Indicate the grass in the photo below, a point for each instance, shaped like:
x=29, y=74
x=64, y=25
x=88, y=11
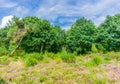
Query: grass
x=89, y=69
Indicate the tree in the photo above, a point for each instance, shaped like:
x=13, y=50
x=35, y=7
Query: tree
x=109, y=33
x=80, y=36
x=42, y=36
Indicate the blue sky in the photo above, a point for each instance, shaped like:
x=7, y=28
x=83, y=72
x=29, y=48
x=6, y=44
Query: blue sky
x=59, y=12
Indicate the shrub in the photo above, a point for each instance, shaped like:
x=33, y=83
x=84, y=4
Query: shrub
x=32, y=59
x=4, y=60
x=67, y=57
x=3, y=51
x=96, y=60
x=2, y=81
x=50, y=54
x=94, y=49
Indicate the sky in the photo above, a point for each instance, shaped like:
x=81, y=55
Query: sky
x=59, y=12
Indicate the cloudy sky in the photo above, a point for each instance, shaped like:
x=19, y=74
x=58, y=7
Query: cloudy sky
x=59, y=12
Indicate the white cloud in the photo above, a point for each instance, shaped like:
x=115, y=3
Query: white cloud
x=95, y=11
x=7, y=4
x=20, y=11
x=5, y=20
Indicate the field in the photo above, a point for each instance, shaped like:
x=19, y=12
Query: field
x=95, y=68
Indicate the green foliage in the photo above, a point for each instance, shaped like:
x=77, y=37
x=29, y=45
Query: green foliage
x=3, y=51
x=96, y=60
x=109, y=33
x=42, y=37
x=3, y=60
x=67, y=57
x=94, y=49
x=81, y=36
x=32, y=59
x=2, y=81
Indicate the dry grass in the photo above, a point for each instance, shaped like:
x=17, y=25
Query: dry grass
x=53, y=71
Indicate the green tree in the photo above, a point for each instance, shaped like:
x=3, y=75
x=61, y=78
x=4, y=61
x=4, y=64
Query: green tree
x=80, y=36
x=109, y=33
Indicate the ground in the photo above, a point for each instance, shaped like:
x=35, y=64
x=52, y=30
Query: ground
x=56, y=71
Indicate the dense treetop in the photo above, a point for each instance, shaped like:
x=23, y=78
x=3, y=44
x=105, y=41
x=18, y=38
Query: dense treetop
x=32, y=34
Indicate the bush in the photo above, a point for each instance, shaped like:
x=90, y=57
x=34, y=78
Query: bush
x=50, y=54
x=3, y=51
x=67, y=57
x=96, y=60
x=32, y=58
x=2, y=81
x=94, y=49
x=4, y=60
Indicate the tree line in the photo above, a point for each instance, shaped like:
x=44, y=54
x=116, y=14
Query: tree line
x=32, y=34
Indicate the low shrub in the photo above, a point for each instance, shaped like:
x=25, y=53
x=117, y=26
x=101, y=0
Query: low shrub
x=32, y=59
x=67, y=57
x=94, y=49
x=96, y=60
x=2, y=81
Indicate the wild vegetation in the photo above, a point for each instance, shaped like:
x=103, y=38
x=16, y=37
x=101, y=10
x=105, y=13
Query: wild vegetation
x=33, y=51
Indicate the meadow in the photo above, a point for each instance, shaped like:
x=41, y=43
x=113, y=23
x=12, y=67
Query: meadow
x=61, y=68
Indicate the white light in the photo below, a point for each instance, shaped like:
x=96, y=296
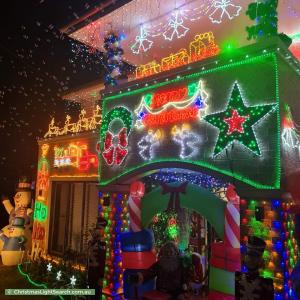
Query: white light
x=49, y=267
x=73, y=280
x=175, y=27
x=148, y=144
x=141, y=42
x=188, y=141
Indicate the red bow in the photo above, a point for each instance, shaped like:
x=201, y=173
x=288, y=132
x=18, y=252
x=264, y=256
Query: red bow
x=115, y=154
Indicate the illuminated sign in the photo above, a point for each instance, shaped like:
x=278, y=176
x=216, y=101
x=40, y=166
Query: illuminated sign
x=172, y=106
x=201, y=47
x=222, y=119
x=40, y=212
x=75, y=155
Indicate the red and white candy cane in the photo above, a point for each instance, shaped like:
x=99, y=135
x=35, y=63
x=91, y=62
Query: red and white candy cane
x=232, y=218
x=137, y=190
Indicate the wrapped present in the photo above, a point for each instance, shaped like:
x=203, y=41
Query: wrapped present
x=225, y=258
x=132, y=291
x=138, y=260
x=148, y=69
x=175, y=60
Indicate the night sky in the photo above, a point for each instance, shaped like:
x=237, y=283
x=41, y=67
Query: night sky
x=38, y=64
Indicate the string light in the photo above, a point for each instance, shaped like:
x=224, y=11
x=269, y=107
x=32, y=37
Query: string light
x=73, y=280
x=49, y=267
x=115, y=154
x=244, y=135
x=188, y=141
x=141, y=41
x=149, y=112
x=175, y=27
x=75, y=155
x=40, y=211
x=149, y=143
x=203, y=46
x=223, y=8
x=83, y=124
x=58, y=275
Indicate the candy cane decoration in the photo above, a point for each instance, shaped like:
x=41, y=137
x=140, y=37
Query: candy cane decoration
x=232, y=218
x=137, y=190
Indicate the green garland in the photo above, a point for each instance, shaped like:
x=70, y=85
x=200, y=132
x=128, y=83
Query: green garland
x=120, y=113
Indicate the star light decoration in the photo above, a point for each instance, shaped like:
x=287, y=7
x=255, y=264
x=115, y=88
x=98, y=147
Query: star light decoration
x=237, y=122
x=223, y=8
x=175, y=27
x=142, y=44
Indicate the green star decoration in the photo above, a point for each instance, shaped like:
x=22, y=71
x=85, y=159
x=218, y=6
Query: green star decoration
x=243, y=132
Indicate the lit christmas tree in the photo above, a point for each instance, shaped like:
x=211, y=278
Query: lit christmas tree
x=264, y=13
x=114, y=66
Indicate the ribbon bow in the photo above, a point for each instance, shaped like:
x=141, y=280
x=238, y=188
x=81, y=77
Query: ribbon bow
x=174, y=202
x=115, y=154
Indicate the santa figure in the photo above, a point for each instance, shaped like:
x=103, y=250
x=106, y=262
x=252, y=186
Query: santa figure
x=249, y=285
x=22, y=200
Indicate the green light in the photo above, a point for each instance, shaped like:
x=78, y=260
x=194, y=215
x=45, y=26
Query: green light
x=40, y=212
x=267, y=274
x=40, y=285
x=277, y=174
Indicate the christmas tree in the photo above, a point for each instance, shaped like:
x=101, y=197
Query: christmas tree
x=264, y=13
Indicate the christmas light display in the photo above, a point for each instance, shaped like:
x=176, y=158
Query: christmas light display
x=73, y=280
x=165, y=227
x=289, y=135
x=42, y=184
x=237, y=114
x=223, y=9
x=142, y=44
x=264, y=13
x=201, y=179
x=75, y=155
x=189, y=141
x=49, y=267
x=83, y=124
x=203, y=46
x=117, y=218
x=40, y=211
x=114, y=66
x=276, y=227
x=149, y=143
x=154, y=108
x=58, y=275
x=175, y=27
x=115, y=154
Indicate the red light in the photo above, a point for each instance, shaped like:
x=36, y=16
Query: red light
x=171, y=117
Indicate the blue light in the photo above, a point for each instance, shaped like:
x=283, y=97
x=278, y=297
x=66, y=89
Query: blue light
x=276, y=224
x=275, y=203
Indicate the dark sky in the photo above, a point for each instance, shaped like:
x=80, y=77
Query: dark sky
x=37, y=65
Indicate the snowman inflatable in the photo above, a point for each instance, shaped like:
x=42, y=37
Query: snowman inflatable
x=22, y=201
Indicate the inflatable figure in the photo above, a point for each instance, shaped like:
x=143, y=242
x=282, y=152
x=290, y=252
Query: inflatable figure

·····

*Goal of the exercise:* Turn all the lines above into a Markdown table with a "Number" column and a "Line" column, one numbered row per line, skipping blank lines. Leave the pictures out.

*The solution:*
| Number | Line |
|---|---|
| 1 | Indicate the grass in the photo below, a point for each instance, shaped like: |
| 2 | x=29, y=74 |
| 3 | x=64, y=25 |
| 4 | x=88, y=11 |
| 5 | Query: grass |
| 6 | x=89, y=69 |
| 7 | Indicate the tree in the photo above, a point for each instance, shaped like: |
| 8 | x=13, y=50 |
| 9 | x=35, y=7 |
| 10 | Query: tree |
| 11 | x=109, y=33 |
| 12 | x=80, y=36 |
| 13 | x=42, y=36 |
| 14 | Indicate the blue sky in the photo above, a point for each instance, shaped like: |
| 15 | x=7, y=28 |
| 16 | x=83, y=72 |
| 17 | x=29, y=48 |
| 18 | x=6, y=44 |
| 19 | Query: blue sky |
| 20 | x=59, y=12 |
| 21 | Indicate the shrub in the photo above, a point for each instance, shaped like: |
| 22 | x=33, y=83 |
| 23 | x=84, y=4 |
| 24 | Query: shrub |
| 25 | x=32, y=59 |
| 26 | x=4, y=60 |
| 27 | x=67, y=57 |
| 28 | x=3, y=51 |
| 29 | x=96, y=60 |
| 30 | x=2, y=81 |
| 31 | x=50, y=54 |
| 32 | x=94, y=49 |
| 33 | Indicate the sky in the photo above, a point for each instance, shaped like: |
| 34 | x=81, y=55 |
| 35 | Query: sky |
| 36 | x=59, y=12 |
| 37 | Indicate the cloudy sky in the photo above, a point for each instance, shaped like: |
| 38 | x=19, y=74 |
| 39 | x=58, y=7 |
| 40 | Query: cloudy sky |
| 41 | x=59, y=12 |
| 42 | Indicate the white cloud in the photo above, a point for each instance, shaped like: |
| 43 | x=115, y=3 |
| 44 | Query: white cloud |
| 45 | x=95, y=11 |
| 46 | x=7, y=4 |
| 47 | x=20, y=11 |
| 48 | x=5, y=20 |
| 49 | Indicate the field in the photo above, a point for each instance, shaped like: |
| 50 | x=19, y=12 |
| 51 | Query: field |
| 52 | x=95, y=68 |
| 53 | Indicate the green foliage in the photo above, a point for each instance, shaped like: |
| 54 | x=77, y=37 |
| 55 | x=29, y=45 |
| 56 | Query: green foliage |
| 57 | x=3, y=51 |
| 58 | x=96, y=60 |
| 59 | x=109, y=33 |
| 60 | x=42, y=37 |
| 61 | x=3, y=60 |
| 62 | x=67, y=57 |
| 63 | x=94, y=49 |
| 64 | x=81, y=36 |
| 65 | x=32, y=59 |
| 66 | x=2, y=81 |
| 67 | Indicate the dry grass in the photo above, a point for each instance, shaped like: |
| 68 | x=17, y=25 |
| 69 | Query: dry grass |
| 70 | x=53, y=71 |
| 71 | Indicate the green tree in the photo above, a point for each instance, shaped like: |
| 72 | x=3, y=75 |
| 73 | x=61, y=78 |
| 74 | x=4, y=61 |
| 75 | x=4, y=64 |
| 76 | Query: green tree |
| 77 | x=80, y=36 |
| 78 | x=109, y=33 |
| 79 | Indicate the ground in the photo above, a point for each instance, shaped like: |
| 80 | x=35, y=64 |
| 81 | x=52, y=30 |
| 82 | Query: ground |
| 83 | x=56, y=71 |
| 84 | Indicate the dense treetop in the photo above, a point for each instance, shaped like: |
| 85 | x=23, y=78 |
| 86 | x=3, y=44 |
| 87 | x=105, y=41 |
| 88 | x=18, y=38 |
| 89 | Query: dense treetop |
| 90 | x=32, y=34 |
| 91 | Indicate the bush in the photo above, a point for each instance, shaped like: |
| 92 | x=90, y=57 |
| 93 | x=34, y=78 |
| 94 | Query: bush |
| 95 | x=50, y=54 |
| 96 | x=3, y=51 |
| 97 | x=67, y=57 |
| 98 | x=96, y=60 |
| 99 | x=32, y=58 |
| 100 | x=2, y=81 |
| 101 | x=94, y=49 |
| 102 | x=4, y=60 |
| 103 | Indicate the tree line in the photo above, a point for each instance, shaped like: |
| 104 | x=44, y=54 |
| 105 | x=116, y=14 |
| 106 | Query: tree line |
| 107 | x=32, y=34 |
| 108 | Indicate the low shrub in the photo above, a point for each instance, shaped like: |
| 109 | x=25, y=53 |
| 110 | x=117, y=26 |
| 111 | x=101, y=0 |
| 112 | Query: low shrub |
| 113 | x=32, y=59 |
| 114 | x=67, y=57 |
| 115 | x=94, y=49 |
| 116 | x=96, y=60 |
| 117 | x=2, y=81 |
| 118 | Indicate the wild vegetation in the photo above, a point for each instance, shaped like: |
| 119 | x=103, y=38 |
| 120 | x=16, y=37 |
| 121 | x=101, y=10 |
| 122 | x=105, y=13 |
| 123 | Query: wild vegetation |
| 124 | x=33, y=51 |
| 125 | Indicate the meadow in the photo above, a point for each instance, shaped like: |
| 126 | x=41, y=43 |
| 127 | x=113, y=23 |
| 128 | x=12, y=67 |
| 129 | Query: meadow |
| 130 | x=61, y=68 |
| 131 | Indicate the white light in the photo below, a point for each instance, shaped like: |
| 132 | x=96, y=296 |
| 133 | Query: white light |
| 134 | x=49, y=267 |
| 135 | x=73, y=280 |
| 136 | x=175, y=27 |
| 137 | x=148, y=144 |
| 138 | x=141, y=42 |
| 139 | x=188, y=141 |
| 140 | Indicate the red bow in the photo above, a point for each instance, shaped like: |
| 141 | x=201, y=173 |
| 142 | x=288, y=132 |
| 143 | x=18, y=252 |
| 144 | x=264, y=256 |
| 145 | Query: red bow |
| 146 | x=115, y=154 |
| 147 | Indicate the illuminated sign in the photo above, a point for each instance, shaped like: |
| 148 | x=278, y=176 |
| 149 | x=216, y=101 |
| 150 | x=40, y=166 |
| 151 | Query: illuminated sign |
| 152 | x=172, y=106 |
| 153 | x=201, y=47 |
| 154 | x=222, y=119 |
| 155 | x=40, y=212 |
| 156 | x=75, y=155 |
| 157 | Indicate the red and white candy cane in the photo above, a point for each instance, shaped like: |
| 158 | x=99, y=135 |
| 159 | x=35, y=63 |
| 160 | x=91, y=62 |
| 161 | Query: red and white candy cane |
| 162 | x=232, y=218 |
| 163 | x=137, y=190 |
| 164 | Indicate the wrapped present in the photo above, a point for each instance, shaped like: |
| 165 | x=203, y=41 |
| 166 | Query: wrapped present |
| 167 | x=225, y=258 |
| 168 | x=132, y=291 |
| 169 | x=138, y=260 |
| 170 | x=148, y=69 |
| 171 | x=175, y=60 |
| 172 | Indicate the night sky in the photo above, a point for each instance, shaped like: |
| 173 | x=237, y=283 |
| 174 | x=41, y=67 |
| 175 | Query: night sky |
| 176 | x=38, y=64 |
| 177 | Indicate the string light in the photo above, a point for each instance, shaped like: |
| 178 | x=224, y=11 |
| 179 | x=269, y=107 |
| 180 | x=32, y=37 |
| 181 | Query: string light |
| 182 | x=73, y=280 |
| 183 | x=49, y=267 |
| 184 | x=115, y=154 |
| 185 | x=244, y=135 |
| 186 | x=188, y=141 |
| 187 | x=141, y=41 |
| 188 | x=149, y=112 |
| 189 | x=175, y=27 |
| 190 | x=75, y=155 |
| 191 | x=40, y=211 |
| 192 | x=149, y=143 |
| 193 | x=203, y=46 |
| 194 | x=223, y=8 |
| 195 | x=83, y=124 |
| 196 | x=58, y=275 |
| 197 | Indicate the candy cane decoration in the photo above, a point for each instance, shaped like: |
| 198 | x=41, y=137 |
| 199 | x=140, y=37 |
| 200 | Query: candy cane decoration |
| 201 | x=232, y=218 |
| 202 | x=137, y=190 |
| 203 | Indicate the green garland in the photo above, a point for each instance, shaped like: |
| 204 | x=70, y=85 |
| 205 | x=200, y=132 |
| 206 | x=128, y=83 |
| 207 | Query: green garland |
| 208 | x=120, y=113 |
| 209 | Indicate the star light decoration in the photo above, a point for each instance, shaped like: |
| 210 | x=287, y=7 |
| 211 | x=255, y=264 |
| 212 | x=115, y=88 |
| 213 | x=98, y=147 |
| 214 | Query: star light decoration |
| 215 | x=237, y=122 |
| 216 | x=223, y=8 |
| 217 | x=175, y=27 |
| 218 | x=142, y=44 |
| 219 | Indicate the green star decoration in the photo above, a point for each instance, shaped like: |
| 220 | x=22, y=71 |
| 221 | x=85, y=159 |
| 222 | x=218, y=6 |
| 223 | Query: green star decoration |
| 224 | x=243, y=132 |
| 225 | Indicate the lit christmas tree in the photo above, a point for each instance, shaped like: |
| 226 | x=211, y=278 |
| 227 | Query: lit christmas tree |
| 228 | x=264, y=13 |
| 229 | x=114, y=66 |
| 230 | Indicate the ribbon bow in the photo above, a point for each instance, shaped like: |
| 231 | x=141, y=280 |
| 232 | x=238, y=188 |
| 233 | x=81, y=77 |
| 234 | Query: ribbon bow |
| 235 | x=174, y=202 |
| 236 | x=115, y=154 |
| 237 | Indicate the santa figure in the photo above, a point for each instance, shaped like: |
| 238 | x=103, y=250 |
| 239 | x=106, y=262 |
| 240 | x=252, y=186 |
| 241 | Query: santa figure |
| 242 | x=249, y=285 |
| 243 | x=22, y=200 |
| 244 | Indicate the green light in the photo above, a point for each instance, shaped like: |
| 245 | x=78, y=260 |
| 246 | x=194, y=215 |
| 247 | x=45, y=26 |
| 248 | Query: green light |
| 249 | x=40, y=212 |
| 250 | x=267, y=274 |
| 251 | x=40, y=285 |
| 252 | x=277, y=174 |
| 253 | Indicate the christmas tree in the photo above, a point for each instance, shaped like: |
| 254 | x=101, y=197 |
| 255 | Query: christmas tree |
| 256 | x=264, y=13 |
| 257 | Indicate the christmas light display in the photo above, a point for each instance, shaped like: |
| 258 | x=176, y=158 |
| 259 | Query: christmas light display |
| 260 | x=73, y=280 |
| 261 | x=165, y=227 |
| 262 | x=289, y=135 |
| 263 | x=42, y=184 |
| 264 | x=237, y=114 |
| 265 | x=223, y=9 |
| 266 | x=142, y=44 |
| 267 | x=264, y=13 |
| 268 | x=201, y=179 |
| 269 | x=75, y=155 |
| 270 | x=189, y=141 |
| 271 | x=49, y=267 |
| 272 | x=83, y=124 |
| 273 | x=203, y=46 |
| 274 | x=117, y=218 |
| 275 | x=40, y=211 |
| 276 | x=114, y=66 |
| 277 | x=276, y=227 |
| 278 | x=149, y=143 |
| 279 | x=154, y=108 |
| 280 | x=58, y=275 |
| 281 | x=175, y=27 |
| 282 | x=115, y=154 |
| 283 | Indicate the red light in the photo above, a point for each instance, shaped like: |
| 284 | x=36, y=16 |
| 285 | Query: red light |
| 286 | x=171, y=117 |
| 287 | Indicate the blue light in the photo above, a point for each instance, shaped like: |
| 288 | x=283, y=97 |
| 289 | x=278, y=297 |
| 290 | x=66, y=89 |
| 291 | Query: blue light |
| 292 | x=276, y=224 |
| 293 | x=275, y=203 |
| 294 | Indicate the dark sky in the photo above, a point for each instance, shaped like: |
| 295 | x=80, y=77 |
| 296 | Query: dark sky |
| 297 | x=37, y=65 |
| 298 | Indicate the snowman inflatable in the photo above, a point for each instance, shaped like: |
| 299 | x=42, y=37 |
| 300 | Query: snowman inflatable |
| 301 | x=22, y=201 |
| 302 | Indicate the inflatable figure in the photo above, a point for each instance, shaped like: |
| 303 | x=143, y=242 |
| 304 | x=282, y=152 |
| 305 | x=290, y=252 |
| 306 | Query: inflatable figure |